__PROBLEM SET__.
1. According to the open letter on schools reopening, on what date did schools close?
2. Write the next part of the open letter on schools reopening, continuing from its final sentence.

__EXCERPTED PASSAGE__.
Open Letter on Schools Reopening

Dear EVCS Families,

On Friday afternoon Liz and I, in solidarity with other District 1 school leaders, signed an open letter to the Mayor, Governor, and Chancellor, urging them to delay the start of in-person school for students this fall. The concerns outlined in the letter, which can be read here, echo those of school leaders across the city, the principals and teachers unions, City Council members, New York City’s Public Advocate Jumaane Williams, and countless others. To be honest, it was a difficult letter to sign because we are used to facing adversity, doing difficult work and making lemonade out of lemons. Saying “this is too much” is just not in our repertoire. But the reopening of the largest school system in the country is too important, the stakes too high, for us to not get it right for all of our schools. And most importantly, we must be able to guarantee the safety of our students, staff and families.

Since schools closed on March 16th we have worked tirelessly with our teachers and staff to create the best possible learning experience for our students while prioritizing the health and safety of everyone in our community. Throughout the summer we have been working nonstop to plan the incredibly complicated logistics for reopening with a blended learning model, often with very limited or very late information and guidance on critical questions regarding instructional models, special education compliance, and labor policy. We’ve been forging ahead with our plan making, trusting that guidance will be forthcoming, but the fact is that with just a couple of weeks before the start of the school year there are still many unanswered questions, shortages of in-person staff at schools throughout the city due to medical accommodations, and promised supplies and PPE still not yet delivered to schools. Perhaps most importantly we are not being allowed the necessary time to train our staff on all of the many critical health and safety protocols and instructional practices for blended learning. We will need time – beyond the two days the city has allowed, between when teachers return from their well-earned summer vacations on September 8 and students are slated to return to buildings on September 10, to work with our teachers to plan what high quality teaching and learning will look like in this brand-new context. Believe me, we want nothing more than to be back in school buildings with our children and families, as soon as possible. But we feel that it is essential that schools be completely and totally prepared for this transition, and until adequate safety precautions and appropriate training can be put in place for all schools, in-person learning should be delayed.

__MATERIAL SUPPLIED__.

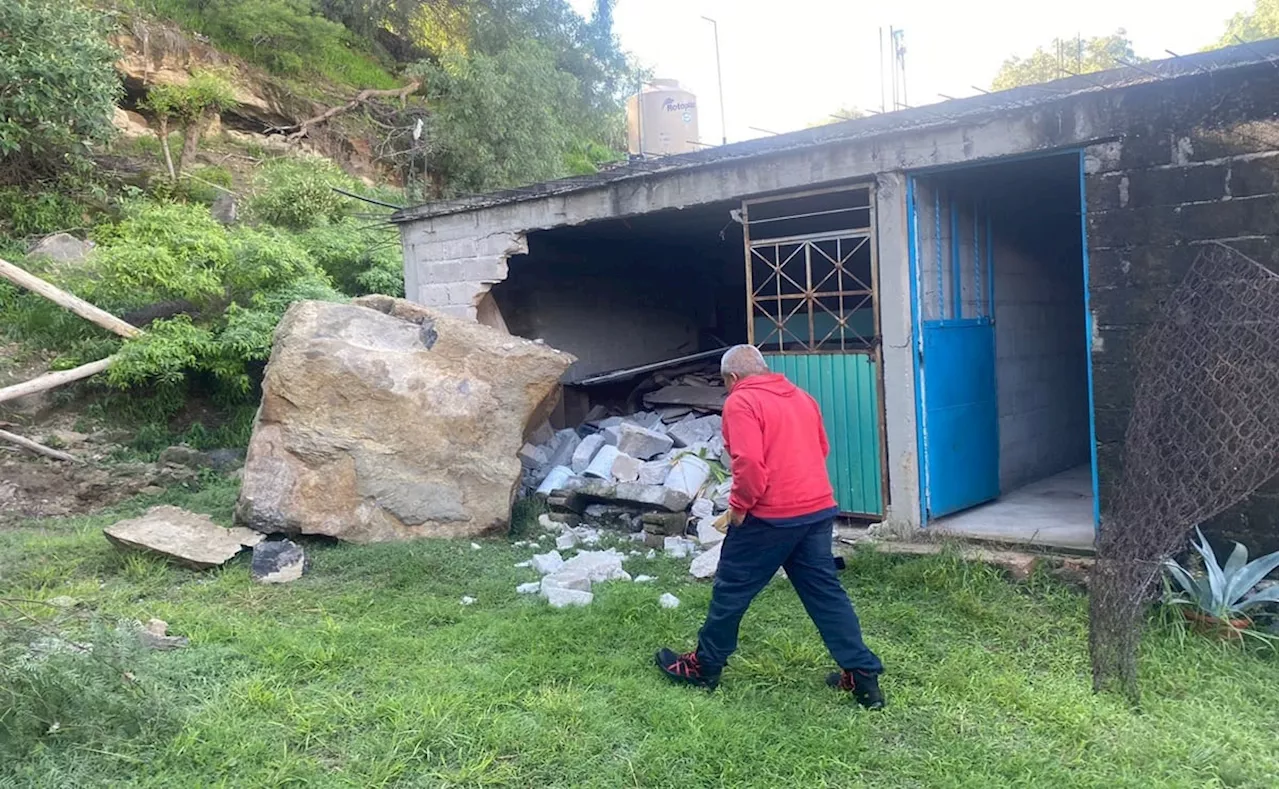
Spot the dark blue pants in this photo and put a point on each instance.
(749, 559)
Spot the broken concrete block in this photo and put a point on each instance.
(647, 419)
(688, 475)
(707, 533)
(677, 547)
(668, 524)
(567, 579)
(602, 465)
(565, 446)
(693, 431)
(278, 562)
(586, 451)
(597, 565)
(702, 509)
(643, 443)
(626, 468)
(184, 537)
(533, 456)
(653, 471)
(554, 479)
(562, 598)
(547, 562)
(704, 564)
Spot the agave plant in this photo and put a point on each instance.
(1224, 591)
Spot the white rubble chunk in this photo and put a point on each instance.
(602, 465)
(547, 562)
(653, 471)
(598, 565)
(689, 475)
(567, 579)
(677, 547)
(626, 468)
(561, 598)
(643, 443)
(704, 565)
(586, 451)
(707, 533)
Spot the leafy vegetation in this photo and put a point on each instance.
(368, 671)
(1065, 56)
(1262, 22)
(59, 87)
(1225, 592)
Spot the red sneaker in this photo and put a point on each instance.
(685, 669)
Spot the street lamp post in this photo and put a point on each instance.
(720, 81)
* * *
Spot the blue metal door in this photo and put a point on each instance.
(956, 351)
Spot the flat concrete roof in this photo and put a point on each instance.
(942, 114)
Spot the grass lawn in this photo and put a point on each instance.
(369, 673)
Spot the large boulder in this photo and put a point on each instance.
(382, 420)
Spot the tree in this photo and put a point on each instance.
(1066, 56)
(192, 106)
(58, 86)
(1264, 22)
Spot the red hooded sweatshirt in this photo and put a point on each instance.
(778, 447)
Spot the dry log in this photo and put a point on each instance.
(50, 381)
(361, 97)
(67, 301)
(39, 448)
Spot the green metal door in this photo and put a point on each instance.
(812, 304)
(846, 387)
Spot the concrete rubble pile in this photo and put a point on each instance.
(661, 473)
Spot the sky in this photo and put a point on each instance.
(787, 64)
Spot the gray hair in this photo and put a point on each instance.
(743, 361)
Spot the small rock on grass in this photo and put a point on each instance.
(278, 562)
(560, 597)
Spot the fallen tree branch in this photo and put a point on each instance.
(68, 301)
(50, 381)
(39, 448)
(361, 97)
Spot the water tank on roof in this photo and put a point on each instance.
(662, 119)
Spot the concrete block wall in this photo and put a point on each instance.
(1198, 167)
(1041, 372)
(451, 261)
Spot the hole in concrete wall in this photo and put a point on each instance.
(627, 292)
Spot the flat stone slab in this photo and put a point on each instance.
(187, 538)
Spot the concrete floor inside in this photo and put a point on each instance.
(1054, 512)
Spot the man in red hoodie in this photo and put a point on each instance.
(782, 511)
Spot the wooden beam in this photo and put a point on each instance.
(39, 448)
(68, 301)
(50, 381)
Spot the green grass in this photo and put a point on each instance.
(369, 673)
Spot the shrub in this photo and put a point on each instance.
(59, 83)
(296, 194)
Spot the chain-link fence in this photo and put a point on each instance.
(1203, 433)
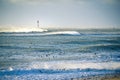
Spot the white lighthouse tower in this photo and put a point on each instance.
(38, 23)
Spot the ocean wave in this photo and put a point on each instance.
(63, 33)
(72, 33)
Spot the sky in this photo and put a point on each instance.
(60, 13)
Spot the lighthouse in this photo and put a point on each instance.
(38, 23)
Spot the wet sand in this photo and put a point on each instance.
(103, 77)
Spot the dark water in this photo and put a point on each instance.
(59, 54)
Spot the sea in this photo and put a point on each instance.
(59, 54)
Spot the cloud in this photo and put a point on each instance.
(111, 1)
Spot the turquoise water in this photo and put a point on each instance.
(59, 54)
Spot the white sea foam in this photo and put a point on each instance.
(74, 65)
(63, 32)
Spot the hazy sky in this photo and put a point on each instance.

__RESULTS BY TASK__.
1. March 16th

2.
In some ways the challenges we face now are no different than those we face each year. We could always use more time to train, to plan, to make our school building better and safer for students, families, and teachers. Every school year we have questions that go unanswered by the Chancellor, the Mayor, and the Governor. But we all know this year is different. The stakes are so much higher that we felt it necessary to add our voices to the many others demanding answers and common-sense solutions from our leaders. One thing that remains the same this year as it does every year is that no matter the response we receive from this letter, or what the city’s timeline for reopening ends up being, the EVCS staff will do absolutely everything in our power to make this school year the best, and the safest it can be for our students and families. If you chose blended learning for your children, please know that we will be there for them, smiling at them from behind our masks, ready to create a rigorous and joyful learning experience, no matter when the first day of school happens to be.